Petunjuk Tugas: Ubahlah baris-baris catatan di bawah, mulai dari baris yang memuat "Highlight-reel tagging: indicate the blazer" sampai akhir catatan, dengan mengganti "indicate" menjadi "mark" tanpa mengubah bagian lain. Tuliskan kembali hanya baris-baris tersebut.

Data Tersimpan:
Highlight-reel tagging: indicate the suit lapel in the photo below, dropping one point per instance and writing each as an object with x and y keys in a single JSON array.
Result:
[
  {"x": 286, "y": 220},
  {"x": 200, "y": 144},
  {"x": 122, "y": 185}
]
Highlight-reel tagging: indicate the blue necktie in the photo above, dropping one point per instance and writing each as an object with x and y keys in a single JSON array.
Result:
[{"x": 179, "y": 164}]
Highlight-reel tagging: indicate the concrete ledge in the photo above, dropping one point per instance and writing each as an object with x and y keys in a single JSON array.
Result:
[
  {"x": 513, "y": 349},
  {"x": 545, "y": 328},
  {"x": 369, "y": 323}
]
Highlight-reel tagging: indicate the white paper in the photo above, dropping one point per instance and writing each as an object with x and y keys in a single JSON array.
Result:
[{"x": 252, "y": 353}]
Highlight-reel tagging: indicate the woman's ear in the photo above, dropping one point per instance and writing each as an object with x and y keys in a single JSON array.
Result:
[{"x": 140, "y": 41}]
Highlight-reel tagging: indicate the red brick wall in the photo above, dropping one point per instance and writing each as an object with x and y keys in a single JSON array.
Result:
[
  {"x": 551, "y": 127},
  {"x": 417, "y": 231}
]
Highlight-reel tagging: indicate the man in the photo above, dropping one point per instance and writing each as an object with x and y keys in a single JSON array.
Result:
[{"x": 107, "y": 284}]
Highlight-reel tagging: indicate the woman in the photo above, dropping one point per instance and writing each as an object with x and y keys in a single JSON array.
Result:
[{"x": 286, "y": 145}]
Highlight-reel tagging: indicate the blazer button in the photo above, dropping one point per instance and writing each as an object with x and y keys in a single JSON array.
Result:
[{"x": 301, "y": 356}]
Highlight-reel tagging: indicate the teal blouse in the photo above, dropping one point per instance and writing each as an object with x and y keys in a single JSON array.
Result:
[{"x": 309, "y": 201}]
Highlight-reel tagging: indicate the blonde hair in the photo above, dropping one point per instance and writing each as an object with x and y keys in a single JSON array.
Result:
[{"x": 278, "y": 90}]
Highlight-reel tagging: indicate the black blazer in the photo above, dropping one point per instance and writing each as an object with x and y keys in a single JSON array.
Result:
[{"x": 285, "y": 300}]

Hasil Latihan:
Highlight-reel tagging: mark the blazer button in the photo above, dropping one point per instance and writing each as an object with x and y keys in a single JSON array.
Result:
[{"x": 301, "y": 356}]
Highlight-reel tagging: mark the teal blouse in the photo above, dropping one point per instance and writing each as an object with x and y keys in a single JSON array.
Result:
[{"x": 309, "y": 201}]
Highlight-reel tagging: mark the blonde hair in the photo above, dropping one point per instance and writing each as an object with x and y keys in a single JSON array.
Result:
[{"x": 278, "y": 90}]
Highlight-reel tagging: mark the black blazer in the photo above, dropping one point per instance and writing each as an object with x and y keys in a single JSON array.
Result:
[{"x": 285, "y": 300}]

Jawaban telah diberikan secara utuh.